START Input data

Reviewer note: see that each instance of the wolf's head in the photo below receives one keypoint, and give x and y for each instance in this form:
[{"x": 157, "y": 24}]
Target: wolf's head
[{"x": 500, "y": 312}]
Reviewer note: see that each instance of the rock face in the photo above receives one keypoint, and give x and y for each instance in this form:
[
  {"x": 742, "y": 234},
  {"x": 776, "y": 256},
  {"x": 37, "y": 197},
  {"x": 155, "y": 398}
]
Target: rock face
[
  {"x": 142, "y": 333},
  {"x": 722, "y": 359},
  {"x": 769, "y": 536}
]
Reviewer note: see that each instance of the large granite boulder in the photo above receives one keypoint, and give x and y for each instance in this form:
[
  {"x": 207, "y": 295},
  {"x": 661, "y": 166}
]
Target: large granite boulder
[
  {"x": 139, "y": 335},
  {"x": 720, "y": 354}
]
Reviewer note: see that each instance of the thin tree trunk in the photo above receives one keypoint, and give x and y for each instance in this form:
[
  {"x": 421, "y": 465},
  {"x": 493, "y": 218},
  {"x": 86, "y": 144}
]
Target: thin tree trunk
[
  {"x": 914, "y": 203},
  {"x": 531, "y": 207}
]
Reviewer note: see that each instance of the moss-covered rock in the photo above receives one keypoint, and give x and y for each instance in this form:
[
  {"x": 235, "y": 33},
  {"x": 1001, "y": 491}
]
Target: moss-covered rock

END Input data

-- Prompt --
Return every line of the material word for word.

-- Exercise answer --
Reviewer note: see that each instance of the wolf's head in the photo below receives one keypoint, and give x and y for each instance in this form:
[{"x": 157, "y": 24}]
Target: wolf's head
[{"x": 500, "y": 312}]
Reviewer note: see that each instance of the rock face in the photo above receives one keypoint, and give x and y for each instance in this form:
[
  {"x": 742, "y": 234},
  {"x": 776, "y": 256},
  {"x": 37, "y": 197},
  {"x": 155, "y": 398}
]
Target: rock face
[
  {"x": 142, "y": 333},
  {"x": 722, "y": 359},
  {"x": 769, "y": 536}
]
Reviewer note: see that each instance of the large granite boulder in the photo above receives one keypoint, and give x and y for each instance in this form:
[
  {"x": 207, "y": 295},
  {"x": 661, "y": 166}
]
Target: large granite boulder
[
  {"x": 139, "y": 335},
  {"x": 720, "y": 354}
]
Reviewer note: see that each instance of the thin tree trunk in the photo above receives one keypoint, and give x and y for each instance in this form:
[
  {"x": 421, "y": 465},
  {"x": 493, "y": 218},
  {"x": 86, "y": 144}
]
Target: thin tree trunk
[
  {"x": 914, "y": 203},
  {"x": 531, "y": 207}
]
Reviewer note: see that each instance of the moss-covered rock in the photo above receives one keypoint, and give x and y for each instance in this form:
[
  {"x": 235, "y": 33},
  {"x": 1001, "y": 491}
]
Target: moss-covered rock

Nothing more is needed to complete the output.